• _What you will do_:
Resume the discussion of sacred and factual truth below, starting right after its last sentence and keeping the same conversational voice.

• _Given passage_:
::::
But I've wandered from truth...I agree with your proposition that sacred truth should be a dynamic topic, perhaps part of tolerant ways of being in the world. Maybe it's a personalization of doubt: my truth exists dynamically with my doubt. It seems a healthy enough application of freedom. However, history speaks very much against this kind of uncaring respect for the other. What is the drive to proliferate "my Truth?"







Bonnie Bright said:
John: Thanks for this. Something resonates in me when I read it, so I feel some "truth" (of my own) in what you say.

Just this morning I was reading in Jerome Bernstein's "Living in the Borderlands" where he poses the question of whether or not the western ego is an accident or an evolutionary gesture of the collective unconscious.

He points out that the specialized ego that elevates rational process has yielded modern science and technology, democratic principles and government, and aggressive capitalism among other things (p. 18) and pinpoints that the mandate from the collective unconscious for the development of said ego is stated explicitly in the Book of Genesis in the Bible where it says man shall rule over the the fish, birds, animals and earth. Of course, we all know that revering one text as the "ultimate truth" casts the obvious shadow.

Though most of us don't take Genesis literally these days, Bernstein says we treat it "as if" it were sacred scripture (nearly half the peoples of the world observe a Judeo-Christian religion according to him). Thus, he says, for the most part, we are silent on the truth or falseness of Genesis because it is sacred. Factual truth, he says, has little if anything to do with sacred or divine truth.

Anyway, the book does a better job of explaining his theory in context, but I think what I really mean to say is perhaps we have to look at the nuances of "truth". I propose that "sacred truth" is a wide open topic and one that is dynamic, welcoming questions that allow it to transform rather than safeguarding or defending a certain static position. Of course, there we run into trouble with language...."Truth", I learned growing up, cannot be doubted...the word cannot sustain the notion of doubt.
::::
• _Record extracts_:
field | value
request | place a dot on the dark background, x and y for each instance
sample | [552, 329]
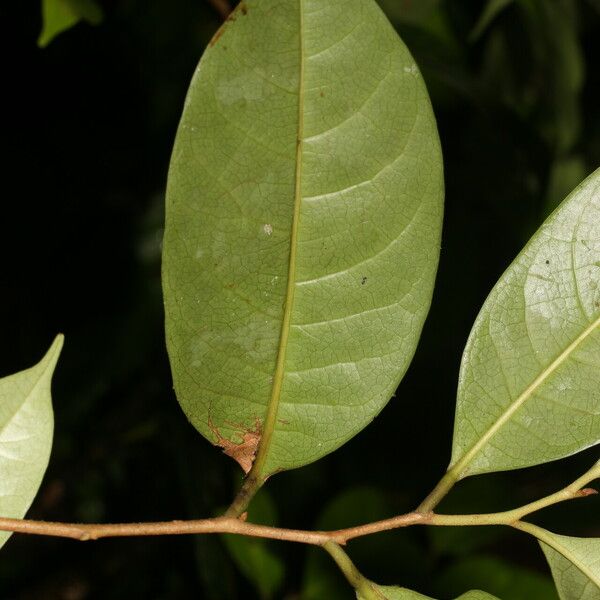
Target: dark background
[87, 131]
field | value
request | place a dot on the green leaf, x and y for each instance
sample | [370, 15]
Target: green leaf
[253, 556]
[397, 593]
[60, 15]
[304, 210]
[575, 565]
[26, 426]
[502, 578]
[529, 388]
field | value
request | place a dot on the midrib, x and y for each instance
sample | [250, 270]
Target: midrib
[273, 406]
[464, 462]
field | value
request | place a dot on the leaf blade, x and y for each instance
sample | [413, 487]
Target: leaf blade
[397, 593]
[532, 360]
[575, 565]
[311, 291]
[26, 428]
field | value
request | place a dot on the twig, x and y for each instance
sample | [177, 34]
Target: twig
[229, 524]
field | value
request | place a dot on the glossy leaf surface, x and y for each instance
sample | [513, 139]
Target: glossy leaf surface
[26, 428]
[529, 388]
[304, 211]
[575, 565]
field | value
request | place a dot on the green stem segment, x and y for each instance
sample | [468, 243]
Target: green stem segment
::::
• _Response below_:
Hi John,

I agree with where you're going here. Not-knowing, staying in the tension of opposites/paradox is incredibly uncomfortable for folks. For many the anxiety can only be relieved by eliminating one of the opposites. For those who cannot contain their discomfort, fundamentalism is a secure place to hide from ambiguity. I wrote my thesis at Pacifica on Jung's theory of the transcendent function, whereby the psyche can develop in such a way that paradox can be contained. My personal history includes years of experience with conservative religion wherein truth is considered absolute. In that setting, those who question are considered dangerous and deluded and are cautioned, ostracized or even excommunicated--just for thinking, considering, asking questions or attempting open, thoughtful dialog.

Ok, gotta run, but wanted to jump in the fray. Will continue at another time. Thanks for the thought-provoking content.

Barbara
Yes it is difficult to hold the opposite!!!As an artist it is that conflict that brings forth the work, and then the conflict begins again, because there is only temporary relief from the conflict.

I wish our society would teach holding with conflict without being so obsessed with scientific truth. I am working on an idea that fractals, the numbers of nature, may be a metaphor for a more appropriate worldview. Fractal, the numbers of chaos theory they, do not have an answer, they interate forever. Anyway just my current thought experiment...
Interesting thoughts.

Yes, I do believe that Post Modernism leads to nihilism, but I also believe that its popularity is waning particularly for young artists. I find many are committed to being cultural workers, involved in ecology, biology, etc.

I am an artist and very interested in depth psychology, but don't have formal training, so perhaps...from my understanding the goal of depth psychology is individuation and to pursue that goal things that thwart that goal do not serve the path of the soul. Fundamentalism is the shadow of our society - a worldview that insists on a truth. But also a shadow is a belief on no truth.